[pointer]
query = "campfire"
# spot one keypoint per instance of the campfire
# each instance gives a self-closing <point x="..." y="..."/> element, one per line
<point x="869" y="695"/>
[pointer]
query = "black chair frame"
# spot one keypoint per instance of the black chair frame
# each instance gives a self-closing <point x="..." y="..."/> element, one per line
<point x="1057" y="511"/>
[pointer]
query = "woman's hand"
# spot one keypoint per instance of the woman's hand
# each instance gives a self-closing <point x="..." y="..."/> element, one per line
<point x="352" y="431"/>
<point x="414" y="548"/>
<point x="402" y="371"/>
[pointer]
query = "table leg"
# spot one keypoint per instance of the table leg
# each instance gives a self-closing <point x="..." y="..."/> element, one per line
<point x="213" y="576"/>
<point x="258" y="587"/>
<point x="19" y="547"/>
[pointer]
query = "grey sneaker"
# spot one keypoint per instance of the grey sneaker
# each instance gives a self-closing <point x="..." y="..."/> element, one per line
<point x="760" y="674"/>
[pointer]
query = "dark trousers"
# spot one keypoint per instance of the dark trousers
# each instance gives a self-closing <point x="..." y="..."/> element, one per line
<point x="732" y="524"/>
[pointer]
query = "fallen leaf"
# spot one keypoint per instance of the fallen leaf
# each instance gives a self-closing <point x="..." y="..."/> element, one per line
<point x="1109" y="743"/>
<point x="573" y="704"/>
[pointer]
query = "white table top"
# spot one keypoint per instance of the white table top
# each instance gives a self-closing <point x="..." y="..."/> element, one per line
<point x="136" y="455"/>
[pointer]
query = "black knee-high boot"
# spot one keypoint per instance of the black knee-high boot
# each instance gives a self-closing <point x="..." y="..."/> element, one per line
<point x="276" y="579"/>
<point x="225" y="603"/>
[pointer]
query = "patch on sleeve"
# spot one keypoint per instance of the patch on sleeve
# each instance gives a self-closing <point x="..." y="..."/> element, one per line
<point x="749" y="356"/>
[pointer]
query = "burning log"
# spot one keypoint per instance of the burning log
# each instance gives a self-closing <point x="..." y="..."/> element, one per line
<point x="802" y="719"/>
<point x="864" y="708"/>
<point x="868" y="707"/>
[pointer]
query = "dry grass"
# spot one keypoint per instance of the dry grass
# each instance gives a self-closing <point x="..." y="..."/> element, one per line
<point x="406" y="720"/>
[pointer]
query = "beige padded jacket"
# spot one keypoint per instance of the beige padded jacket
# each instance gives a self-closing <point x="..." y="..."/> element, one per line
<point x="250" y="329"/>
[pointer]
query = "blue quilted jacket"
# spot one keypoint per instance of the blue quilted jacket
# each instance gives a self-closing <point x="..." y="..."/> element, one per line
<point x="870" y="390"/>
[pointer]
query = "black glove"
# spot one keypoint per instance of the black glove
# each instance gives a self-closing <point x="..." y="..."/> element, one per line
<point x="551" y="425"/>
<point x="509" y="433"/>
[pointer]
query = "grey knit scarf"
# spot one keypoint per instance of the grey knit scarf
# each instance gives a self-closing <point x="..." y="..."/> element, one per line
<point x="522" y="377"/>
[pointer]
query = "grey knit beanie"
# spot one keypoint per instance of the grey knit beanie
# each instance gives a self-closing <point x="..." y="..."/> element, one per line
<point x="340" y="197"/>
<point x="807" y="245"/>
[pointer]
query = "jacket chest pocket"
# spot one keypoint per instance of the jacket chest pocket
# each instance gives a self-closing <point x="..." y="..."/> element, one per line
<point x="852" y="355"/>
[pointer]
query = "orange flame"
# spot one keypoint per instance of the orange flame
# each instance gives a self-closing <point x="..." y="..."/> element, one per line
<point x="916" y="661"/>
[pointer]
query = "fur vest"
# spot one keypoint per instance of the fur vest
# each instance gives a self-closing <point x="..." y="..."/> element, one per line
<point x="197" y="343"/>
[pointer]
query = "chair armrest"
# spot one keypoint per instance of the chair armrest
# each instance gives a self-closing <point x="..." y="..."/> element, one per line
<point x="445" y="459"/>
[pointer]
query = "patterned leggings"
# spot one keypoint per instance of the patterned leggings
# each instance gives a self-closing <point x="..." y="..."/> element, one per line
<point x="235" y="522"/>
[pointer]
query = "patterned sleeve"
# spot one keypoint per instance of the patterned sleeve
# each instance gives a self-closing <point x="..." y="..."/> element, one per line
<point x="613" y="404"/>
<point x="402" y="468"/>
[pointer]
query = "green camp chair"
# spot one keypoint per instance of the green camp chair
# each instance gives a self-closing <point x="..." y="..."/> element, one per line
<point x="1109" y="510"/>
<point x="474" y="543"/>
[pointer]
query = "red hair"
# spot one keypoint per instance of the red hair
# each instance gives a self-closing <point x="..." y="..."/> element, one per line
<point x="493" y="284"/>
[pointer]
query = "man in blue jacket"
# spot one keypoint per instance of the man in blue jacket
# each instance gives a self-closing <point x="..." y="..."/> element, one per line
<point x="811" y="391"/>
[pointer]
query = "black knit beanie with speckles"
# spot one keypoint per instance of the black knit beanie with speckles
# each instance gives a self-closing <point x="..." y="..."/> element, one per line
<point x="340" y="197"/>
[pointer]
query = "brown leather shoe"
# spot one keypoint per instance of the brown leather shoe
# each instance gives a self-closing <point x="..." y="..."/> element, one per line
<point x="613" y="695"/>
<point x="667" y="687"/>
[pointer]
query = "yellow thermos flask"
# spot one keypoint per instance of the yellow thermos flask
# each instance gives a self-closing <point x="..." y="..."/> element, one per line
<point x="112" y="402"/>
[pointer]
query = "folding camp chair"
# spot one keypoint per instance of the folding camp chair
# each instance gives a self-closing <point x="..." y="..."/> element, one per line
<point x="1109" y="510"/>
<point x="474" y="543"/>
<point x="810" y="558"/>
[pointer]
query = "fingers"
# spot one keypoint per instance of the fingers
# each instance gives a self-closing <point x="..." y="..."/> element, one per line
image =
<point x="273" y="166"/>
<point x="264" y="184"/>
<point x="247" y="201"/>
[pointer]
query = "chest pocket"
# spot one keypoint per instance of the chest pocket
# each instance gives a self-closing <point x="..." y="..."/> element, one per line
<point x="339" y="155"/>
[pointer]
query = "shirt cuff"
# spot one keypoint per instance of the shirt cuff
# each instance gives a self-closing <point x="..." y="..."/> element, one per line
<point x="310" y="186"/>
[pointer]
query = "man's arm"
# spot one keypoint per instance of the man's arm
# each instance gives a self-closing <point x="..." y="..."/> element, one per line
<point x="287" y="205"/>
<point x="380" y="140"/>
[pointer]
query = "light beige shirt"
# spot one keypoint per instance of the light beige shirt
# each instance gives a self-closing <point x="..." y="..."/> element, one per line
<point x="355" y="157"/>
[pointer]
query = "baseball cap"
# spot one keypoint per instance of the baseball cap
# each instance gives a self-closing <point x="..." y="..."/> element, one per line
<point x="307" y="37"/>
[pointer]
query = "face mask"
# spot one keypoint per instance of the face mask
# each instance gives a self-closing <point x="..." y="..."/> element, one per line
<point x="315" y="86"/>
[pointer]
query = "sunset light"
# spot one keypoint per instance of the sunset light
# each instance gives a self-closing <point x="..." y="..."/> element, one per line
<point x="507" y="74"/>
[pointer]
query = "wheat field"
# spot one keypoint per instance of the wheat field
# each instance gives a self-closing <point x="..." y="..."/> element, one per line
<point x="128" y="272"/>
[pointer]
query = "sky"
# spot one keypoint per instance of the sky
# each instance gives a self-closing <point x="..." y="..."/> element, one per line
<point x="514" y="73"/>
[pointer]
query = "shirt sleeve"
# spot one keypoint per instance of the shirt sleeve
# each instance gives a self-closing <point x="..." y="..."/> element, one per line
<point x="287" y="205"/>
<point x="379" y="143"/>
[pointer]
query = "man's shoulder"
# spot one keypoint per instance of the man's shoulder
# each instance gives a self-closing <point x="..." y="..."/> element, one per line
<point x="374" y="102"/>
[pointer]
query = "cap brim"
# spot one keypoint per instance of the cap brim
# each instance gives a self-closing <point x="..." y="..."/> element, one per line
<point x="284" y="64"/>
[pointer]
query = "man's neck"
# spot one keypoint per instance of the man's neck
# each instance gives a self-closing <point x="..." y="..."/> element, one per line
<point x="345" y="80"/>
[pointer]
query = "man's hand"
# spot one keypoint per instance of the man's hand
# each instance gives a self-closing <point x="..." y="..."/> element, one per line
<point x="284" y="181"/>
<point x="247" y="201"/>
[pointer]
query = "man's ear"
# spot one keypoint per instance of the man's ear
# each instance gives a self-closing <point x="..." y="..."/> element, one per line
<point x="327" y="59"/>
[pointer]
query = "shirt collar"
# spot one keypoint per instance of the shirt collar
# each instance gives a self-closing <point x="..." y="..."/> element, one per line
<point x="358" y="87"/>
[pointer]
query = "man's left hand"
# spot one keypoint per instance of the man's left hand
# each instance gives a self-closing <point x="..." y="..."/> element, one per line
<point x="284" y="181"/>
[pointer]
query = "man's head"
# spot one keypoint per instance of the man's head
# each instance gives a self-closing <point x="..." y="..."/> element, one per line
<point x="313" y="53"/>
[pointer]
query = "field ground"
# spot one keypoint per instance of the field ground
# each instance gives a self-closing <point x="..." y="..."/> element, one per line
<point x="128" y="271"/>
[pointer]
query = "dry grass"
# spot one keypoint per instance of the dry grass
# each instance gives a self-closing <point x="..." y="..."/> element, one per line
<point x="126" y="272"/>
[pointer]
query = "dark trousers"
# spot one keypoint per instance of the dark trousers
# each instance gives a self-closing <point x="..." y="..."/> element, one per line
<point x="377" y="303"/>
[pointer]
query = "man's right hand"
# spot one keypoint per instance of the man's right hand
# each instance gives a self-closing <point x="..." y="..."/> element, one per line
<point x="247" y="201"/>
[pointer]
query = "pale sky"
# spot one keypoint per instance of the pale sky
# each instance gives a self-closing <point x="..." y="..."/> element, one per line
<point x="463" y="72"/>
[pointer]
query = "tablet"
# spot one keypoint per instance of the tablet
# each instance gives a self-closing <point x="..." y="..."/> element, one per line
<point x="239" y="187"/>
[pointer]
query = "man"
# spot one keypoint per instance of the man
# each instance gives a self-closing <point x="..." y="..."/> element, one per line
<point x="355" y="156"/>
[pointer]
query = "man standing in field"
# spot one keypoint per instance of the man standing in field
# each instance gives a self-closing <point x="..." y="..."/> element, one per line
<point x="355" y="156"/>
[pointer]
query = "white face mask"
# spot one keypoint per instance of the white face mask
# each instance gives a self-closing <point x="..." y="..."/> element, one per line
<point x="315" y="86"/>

▸ **EXERCISE REQUIREMENTS**:
Which lines in the items above contain the word "pocket"? Show each of those lines in full.

▸ **RESULT**:
query = "jacket chest pocket"
# spot one keypoint per instance of the jacket chest pocket
query = "chest pocket"
# spot one keypoint per instance of the chest pocket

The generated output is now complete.